[Entries that point to named objects]
#####
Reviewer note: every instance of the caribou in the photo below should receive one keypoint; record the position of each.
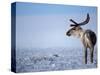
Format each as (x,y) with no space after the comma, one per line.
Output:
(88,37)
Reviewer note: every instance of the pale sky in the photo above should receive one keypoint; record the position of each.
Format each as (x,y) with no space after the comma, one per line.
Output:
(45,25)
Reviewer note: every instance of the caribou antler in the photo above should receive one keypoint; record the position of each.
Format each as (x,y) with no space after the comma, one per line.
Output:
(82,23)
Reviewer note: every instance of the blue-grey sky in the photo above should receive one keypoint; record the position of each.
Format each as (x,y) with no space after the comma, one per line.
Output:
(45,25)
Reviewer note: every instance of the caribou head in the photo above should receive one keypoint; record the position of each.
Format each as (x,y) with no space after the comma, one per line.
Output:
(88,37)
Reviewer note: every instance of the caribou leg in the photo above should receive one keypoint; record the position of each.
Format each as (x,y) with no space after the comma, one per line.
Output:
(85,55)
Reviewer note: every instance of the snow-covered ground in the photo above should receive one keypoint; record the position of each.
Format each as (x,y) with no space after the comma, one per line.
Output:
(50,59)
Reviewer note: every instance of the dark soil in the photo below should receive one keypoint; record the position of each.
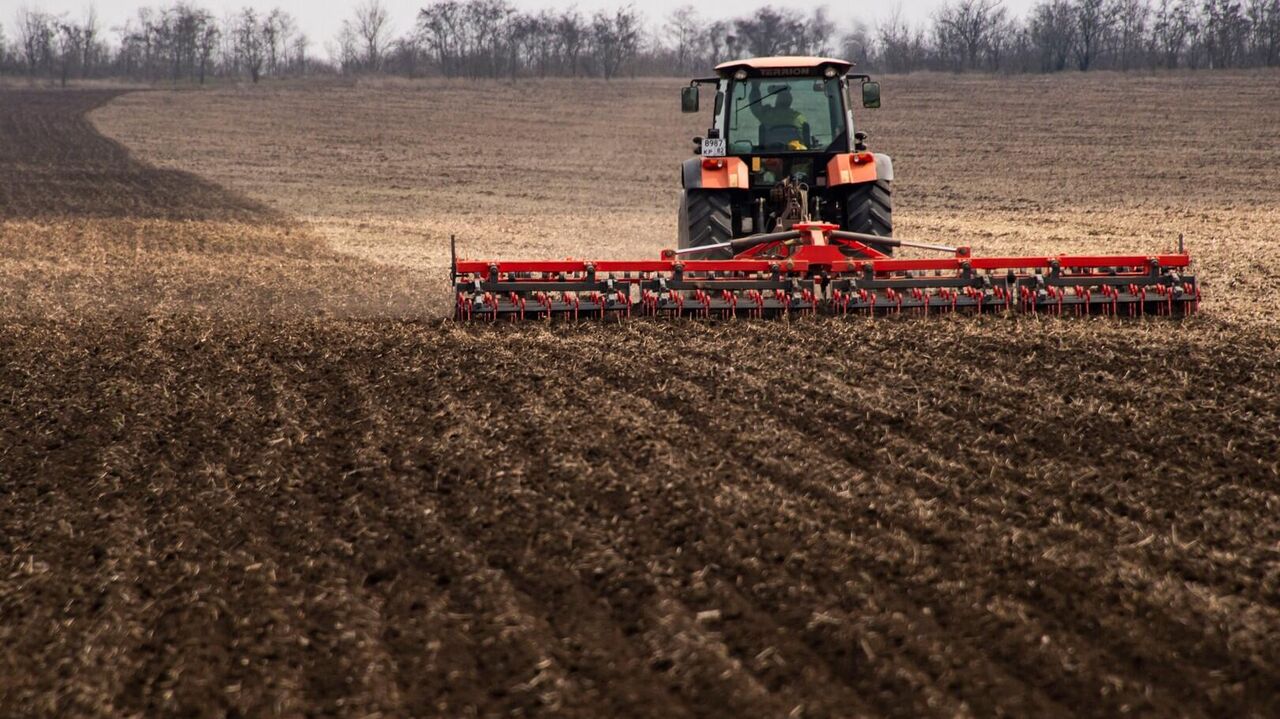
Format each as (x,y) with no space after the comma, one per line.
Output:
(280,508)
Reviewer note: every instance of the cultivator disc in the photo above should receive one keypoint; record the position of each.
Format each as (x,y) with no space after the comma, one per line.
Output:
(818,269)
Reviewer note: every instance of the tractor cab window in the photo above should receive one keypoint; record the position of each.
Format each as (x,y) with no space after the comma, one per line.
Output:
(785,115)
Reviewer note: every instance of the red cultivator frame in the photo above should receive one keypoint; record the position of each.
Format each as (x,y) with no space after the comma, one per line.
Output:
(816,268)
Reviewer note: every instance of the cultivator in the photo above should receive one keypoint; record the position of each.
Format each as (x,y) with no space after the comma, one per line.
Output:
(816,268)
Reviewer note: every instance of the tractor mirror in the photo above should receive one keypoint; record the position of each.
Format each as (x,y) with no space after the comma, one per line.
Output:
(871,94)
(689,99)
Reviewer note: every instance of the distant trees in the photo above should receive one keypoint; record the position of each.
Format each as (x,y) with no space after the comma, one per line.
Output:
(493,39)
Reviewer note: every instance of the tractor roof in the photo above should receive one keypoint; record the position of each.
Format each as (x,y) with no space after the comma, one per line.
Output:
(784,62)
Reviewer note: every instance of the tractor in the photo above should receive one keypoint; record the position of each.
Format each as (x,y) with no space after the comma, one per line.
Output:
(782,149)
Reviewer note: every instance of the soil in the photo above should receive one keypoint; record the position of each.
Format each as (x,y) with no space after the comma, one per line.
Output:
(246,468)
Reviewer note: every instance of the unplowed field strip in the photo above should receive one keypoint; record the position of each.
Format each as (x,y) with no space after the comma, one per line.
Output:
#####
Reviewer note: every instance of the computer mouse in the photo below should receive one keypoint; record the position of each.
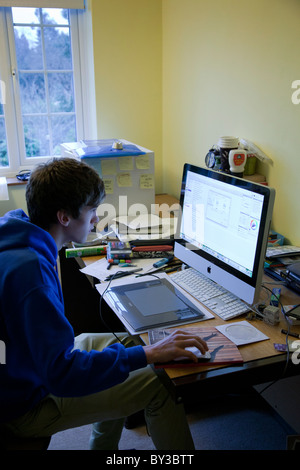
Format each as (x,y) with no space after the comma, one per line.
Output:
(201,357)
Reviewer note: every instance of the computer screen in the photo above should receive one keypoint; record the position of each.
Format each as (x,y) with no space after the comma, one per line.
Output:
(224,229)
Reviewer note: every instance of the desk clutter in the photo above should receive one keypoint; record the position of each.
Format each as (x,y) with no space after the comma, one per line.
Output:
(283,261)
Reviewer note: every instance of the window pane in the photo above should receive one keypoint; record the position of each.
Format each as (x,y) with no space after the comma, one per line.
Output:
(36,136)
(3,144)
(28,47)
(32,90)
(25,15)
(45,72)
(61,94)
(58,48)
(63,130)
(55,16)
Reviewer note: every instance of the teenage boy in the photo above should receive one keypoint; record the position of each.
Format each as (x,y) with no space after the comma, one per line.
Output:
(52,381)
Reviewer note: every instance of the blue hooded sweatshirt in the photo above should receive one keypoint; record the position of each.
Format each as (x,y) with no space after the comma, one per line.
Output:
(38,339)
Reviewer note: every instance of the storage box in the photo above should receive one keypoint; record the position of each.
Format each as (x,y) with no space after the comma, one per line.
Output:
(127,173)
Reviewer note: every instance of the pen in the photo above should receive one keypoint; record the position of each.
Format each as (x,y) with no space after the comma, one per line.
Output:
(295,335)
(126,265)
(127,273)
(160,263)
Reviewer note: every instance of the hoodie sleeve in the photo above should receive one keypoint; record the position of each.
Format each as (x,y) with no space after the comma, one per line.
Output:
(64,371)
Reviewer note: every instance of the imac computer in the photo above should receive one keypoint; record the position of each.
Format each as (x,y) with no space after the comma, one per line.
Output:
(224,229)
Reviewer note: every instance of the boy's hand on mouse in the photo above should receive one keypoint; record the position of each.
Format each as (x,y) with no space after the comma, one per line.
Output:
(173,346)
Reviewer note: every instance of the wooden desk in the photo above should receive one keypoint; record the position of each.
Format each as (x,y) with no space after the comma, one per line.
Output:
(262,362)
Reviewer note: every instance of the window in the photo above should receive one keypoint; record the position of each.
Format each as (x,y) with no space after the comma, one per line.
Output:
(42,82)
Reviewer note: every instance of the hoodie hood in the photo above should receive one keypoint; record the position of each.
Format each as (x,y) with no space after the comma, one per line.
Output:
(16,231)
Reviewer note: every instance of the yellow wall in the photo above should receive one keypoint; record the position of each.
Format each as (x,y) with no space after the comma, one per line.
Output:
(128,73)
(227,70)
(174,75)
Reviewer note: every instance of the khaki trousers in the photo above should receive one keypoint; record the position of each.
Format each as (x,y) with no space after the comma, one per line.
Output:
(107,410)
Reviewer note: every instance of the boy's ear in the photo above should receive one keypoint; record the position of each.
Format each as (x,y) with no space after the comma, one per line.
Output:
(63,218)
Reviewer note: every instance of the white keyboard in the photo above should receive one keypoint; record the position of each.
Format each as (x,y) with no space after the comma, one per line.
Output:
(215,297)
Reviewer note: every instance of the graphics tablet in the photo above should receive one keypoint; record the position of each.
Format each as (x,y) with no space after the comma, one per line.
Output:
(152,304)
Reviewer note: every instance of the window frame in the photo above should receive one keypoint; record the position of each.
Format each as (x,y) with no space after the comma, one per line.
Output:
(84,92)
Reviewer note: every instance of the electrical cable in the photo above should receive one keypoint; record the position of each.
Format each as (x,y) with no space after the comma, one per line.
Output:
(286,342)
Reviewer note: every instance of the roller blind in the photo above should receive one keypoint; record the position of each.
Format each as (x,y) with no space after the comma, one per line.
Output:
#####
__What you will do__
How many lines in the rows contain the word "frame", with case taken into account? Reply with the number alone.

__Result of the exercise__
2